* Problem details
Return only the line that contains "of the inukshuk" and each line after it, through the last line of the data below, copied exactly.

===== Stored data

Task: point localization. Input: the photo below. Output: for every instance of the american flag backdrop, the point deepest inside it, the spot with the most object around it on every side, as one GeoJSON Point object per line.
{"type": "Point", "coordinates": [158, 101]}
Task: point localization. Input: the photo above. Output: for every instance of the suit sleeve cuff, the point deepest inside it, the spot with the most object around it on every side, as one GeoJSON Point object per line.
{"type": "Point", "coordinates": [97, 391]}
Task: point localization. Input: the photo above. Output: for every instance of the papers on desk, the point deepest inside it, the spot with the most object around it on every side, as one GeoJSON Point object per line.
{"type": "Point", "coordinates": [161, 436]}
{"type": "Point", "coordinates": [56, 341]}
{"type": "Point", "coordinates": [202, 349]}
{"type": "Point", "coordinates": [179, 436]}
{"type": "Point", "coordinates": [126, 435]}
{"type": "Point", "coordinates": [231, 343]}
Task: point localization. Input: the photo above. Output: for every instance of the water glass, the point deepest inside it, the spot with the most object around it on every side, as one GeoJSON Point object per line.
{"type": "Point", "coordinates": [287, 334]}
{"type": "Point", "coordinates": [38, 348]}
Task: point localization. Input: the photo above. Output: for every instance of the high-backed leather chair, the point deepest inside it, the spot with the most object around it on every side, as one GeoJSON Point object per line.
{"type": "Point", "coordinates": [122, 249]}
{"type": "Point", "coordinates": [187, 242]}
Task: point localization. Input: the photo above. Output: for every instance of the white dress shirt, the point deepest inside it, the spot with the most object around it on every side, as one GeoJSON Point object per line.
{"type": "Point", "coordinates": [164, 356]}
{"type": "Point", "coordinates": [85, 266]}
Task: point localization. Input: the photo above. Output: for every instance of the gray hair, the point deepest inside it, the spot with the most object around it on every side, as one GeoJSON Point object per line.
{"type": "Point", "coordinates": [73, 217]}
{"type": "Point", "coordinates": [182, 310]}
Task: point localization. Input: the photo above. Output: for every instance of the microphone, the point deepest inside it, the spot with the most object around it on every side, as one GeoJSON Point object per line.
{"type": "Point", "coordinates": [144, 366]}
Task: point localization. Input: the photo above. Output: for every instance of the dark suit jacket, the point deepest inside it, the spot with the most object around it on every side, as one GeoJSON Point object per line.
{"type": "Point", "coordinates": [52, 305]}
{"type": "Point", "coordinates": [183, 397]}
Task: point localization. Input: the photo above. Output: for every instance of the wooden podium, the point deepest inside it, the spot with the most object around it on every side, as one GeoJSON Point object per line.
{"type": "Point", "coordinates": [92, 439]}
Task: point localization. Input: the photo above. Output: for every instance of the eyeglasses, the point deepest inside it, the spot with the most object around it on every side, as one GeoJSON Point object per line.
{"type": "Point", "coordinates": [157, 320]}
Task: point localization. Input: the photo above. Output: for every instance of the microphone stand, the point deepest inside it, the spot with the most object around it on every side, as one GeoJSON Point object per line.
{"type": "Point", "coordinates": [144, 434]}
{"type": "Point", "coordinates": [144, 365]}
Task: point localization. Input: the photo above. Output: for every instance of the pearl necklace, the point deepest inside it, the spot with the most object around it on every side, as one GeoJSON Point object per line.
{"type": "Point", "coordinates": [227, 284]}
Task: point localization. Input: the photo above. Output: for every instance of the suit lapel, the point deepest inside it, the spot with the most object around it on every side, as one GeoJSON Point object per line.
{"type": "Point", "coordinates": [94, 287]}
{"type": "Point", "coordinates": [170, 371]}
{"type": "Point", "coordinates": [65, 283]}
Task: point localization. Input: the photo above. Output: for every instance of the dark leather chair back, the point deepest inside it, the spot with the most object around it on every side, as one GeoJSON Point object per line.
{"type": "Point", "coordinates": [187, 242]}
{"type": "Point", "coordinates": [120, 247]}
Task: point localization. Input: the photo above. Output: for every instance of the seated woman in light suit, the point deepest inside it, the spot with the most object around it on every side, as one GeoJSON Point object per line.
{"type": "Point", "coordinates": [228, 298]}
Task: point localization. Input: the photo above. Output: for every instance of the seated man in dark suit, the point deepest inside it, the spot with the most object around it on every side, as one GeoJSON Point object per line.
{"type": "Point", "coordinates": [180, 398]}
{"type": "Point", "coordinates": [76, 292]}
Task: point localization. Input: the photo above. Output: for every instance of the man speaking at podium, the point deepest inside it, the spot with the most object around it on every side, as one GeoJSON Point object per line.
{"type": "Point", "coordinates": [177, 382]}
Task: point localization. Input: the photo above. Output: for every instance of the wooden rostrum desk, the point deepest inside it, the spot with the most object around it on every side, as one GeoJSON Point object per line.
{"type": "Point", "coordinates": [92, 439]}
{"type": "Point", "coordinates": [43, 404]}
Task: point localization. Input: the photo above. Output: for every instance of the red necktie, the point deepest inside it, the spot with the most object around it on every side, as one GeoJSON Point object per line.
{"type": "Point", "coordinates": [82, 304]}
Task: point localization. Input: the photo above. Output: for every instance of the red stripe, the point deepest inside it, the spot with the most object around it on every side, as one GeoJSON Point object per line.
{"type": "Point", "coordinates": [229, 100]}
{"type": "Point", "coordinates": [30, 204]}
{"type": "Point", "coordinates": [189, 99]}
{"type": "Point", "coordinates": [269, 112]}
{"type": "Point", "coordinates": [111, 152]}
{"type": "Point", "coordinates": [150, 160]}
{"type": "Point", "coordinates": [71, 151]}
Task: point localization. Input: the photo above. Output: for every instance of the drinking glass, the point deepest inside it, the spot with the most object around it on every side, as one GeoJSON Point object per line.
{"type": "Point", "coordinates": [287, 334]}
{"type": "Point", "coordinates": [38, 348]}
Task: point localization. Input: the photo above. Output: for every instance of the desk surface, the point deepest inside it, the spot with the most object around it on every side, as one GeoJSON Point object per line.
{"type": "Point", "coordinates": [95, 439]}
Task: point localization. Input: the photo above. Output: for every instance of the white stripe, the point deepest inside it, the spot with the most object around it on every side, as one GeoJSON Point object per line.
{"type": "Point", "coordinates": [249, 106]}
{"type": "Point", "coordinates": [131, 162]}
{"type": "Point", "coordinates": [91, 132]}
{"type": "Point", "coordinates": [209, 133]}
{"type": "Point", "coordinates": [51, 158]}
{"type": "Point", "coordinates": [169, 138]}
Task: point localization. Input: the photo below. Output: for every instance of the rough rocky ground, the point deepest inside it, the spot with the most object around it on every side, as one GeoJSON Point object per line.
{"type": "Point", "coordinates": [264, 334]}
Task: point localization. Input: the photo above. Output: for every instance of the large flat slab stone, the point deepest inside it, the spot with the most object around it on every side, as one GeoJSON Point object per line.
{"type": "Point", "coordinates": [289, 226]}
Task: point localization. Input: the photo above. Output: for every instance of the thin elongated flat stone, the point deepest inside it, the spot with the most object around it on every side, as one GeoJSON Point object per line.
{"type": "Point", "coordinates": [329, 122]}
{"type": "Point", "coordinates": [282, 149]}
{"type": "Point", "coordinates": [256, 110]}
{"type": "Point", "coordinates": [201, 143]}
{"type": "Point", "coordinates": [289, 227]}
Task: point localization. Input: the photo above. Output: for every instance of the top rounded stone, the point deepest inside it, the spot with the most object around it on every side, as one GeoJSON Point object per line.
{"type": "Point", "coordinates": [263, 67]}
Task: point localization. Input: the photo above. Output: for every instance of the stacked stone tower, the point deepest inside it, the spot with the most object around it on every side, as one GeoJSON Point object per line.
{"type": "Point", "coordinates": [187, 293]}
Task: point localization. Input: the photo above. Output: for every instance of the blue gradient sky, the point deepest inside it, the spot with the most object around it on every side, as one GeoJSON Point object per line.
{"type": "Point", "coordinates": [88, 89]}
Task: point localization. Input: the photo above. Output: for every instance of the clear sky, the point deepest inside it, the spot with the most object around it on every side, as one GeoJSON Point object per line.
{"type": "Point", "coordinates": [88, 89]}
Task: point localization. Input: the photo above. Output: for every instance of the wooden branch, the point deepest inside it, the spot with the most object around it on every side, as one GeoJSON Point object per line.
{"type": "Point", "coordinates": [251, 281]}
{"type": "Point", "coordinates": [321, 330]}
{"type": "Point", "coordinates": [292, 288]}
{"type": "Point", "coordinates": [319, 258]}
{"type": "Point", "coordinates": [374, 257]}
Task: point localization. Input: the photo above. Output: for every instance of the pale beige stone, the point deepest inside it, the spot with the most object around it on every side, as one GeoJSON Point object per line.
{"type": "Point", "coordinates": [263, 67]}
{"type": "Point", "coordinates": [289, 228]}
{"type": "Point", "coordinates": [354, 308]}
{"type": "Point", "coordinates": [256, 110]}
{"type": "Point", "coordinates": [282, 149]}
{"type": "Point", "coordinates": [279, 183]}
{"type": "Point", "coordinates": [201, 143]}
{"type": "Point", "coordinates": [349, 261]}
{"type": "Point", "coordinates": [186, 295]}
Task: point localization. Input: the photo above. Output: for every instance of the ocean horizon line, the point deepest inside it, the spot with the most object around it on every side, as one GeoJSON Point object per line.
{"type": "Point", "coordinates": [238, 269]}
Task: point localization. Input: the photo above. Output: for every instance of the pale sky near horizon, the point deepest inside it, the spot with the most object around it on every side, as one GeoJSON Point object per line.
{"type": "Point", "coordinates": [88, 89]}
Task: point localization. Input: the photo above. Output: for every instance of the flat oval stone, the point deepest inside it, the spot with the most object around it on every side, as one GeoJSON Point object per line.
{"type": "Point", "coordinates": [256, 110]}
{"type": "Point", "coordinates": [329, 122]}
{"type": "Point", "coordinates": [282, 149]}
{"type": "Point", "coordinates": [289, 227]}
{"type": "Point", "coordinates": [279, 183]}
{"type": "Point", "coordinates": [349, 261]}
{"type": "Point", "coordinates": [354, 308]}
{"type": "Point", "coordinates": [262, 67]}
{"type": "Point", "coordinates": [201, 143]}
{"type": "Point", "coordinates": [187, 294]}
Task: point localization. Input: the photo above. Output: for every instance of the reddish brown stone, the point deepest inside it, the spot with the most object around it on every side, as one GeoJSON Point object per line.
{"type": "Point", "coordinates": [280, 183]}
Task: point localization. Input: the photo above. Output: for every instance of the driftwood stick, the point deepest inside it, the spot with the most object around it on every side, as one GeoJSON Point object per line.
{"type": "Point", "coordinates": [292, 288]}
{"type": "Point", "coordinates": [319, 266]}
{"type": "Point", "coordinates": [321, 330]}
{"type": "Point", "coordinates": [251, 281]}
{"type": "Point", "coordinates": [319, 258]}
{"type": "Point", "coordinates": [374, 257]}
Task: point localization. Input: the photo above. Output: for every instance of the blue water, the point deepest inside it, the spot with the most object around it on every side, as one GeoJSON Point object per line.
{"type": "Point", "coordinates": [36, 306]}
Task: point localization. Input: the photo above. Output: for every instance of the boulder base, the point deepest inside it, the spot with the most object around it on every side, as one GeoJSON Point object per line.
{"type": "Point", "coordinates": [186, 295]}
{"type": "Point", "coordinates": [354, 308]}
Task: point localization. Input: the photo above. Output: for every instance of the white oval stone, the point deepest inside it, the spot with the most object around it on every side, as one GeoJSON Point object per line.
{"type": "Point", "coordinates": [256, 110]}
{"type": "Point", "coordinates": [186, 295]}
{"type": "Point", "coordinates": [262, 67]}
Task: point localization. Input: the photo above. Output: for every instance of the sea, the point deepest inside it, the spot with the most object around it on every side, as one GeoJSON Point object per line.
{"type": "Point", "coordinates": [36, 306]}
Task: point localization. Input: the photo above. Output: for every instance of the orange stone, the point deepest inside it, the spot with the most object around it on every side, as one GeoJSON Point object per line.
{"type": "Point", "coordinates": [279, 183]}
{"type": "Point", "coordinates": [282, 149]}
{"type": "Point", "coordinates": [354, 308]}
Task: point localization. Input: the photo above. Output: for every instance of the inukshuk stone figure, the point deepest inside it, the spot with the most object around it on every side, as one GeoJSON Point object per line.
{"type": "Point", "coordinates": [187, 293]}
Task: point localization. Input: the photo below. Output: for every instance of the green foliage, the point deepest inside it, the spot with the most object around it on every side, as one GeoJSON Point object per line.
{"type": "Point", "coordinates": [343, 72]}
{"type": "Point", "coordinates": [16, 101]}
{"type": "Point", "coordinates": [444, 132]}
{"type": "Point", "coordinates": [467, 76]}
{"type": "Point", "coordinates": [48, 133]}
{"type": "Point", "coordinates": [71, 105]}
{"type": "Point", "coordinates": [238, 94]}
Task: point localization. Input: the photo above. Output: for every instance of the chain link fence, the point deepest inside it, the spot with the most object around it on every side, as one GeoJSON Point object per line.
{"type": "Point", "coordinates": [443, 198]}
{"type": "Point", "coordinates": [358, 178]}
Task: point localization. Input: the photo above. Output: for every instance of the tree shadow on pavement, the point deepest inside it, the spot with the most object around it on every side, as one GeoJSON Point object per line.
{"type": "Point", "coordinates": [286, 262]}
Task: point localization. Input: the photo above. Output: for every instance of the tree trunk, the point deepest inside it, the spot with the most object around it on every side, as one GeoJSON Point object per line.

==========

* Answer below
Task: point localization. Input: the photo above. Output: for every instance of the inukshuk stone figure, the point deepest inside it, the spot with the most object around it on every side, as one GeoJSON Point object per line.
{"type": "Point", "coordinates": [187, 293]}
Task: point localization. Input: the photo below. Output: for every instance of the green foliage, the point deepest inside it, the spot with the most object around it on every side, as one GeoJSON Point object per line.
{"type": "Point", "coordinates": [343, 72]}
{"type": "Point", "coordinates": [16, 101]}
{"type": "Point", "coordinates": [444, 132]}
{"type": "Point", "coordinates": [467, 76]}
{"type": "Point", "coordinates": [48, 133]}
{"type": "Point", "coordinates": [71, 105]}
{"type": "Point", "coordinates": [238, 94]}
Task: point localization. Input: the photo above. Output: for every instance of the chain link fence, the point deepest inside it, the spot with the most object around it on every side, as one GeoJSON Point object per line.
{"type": "Point", "coordinates": [443, 198]}
{"type": "Point", "coordinates": [358, 178]}
Task: point localization. Input: the photo above. Output: for every instance of the tree shadow on pavement, the point deepest inside it, the spot with the most object around it on every side, as one GeoJSON Point object per line.
{"type": "Point", "coordinates": [286, 262]}
Task: point localization. Input: the photo above. Output: for every instance of the tree trunk, the point deepest inside it, the spot with the most object around it on every side, as one GeoJSON Point object per line.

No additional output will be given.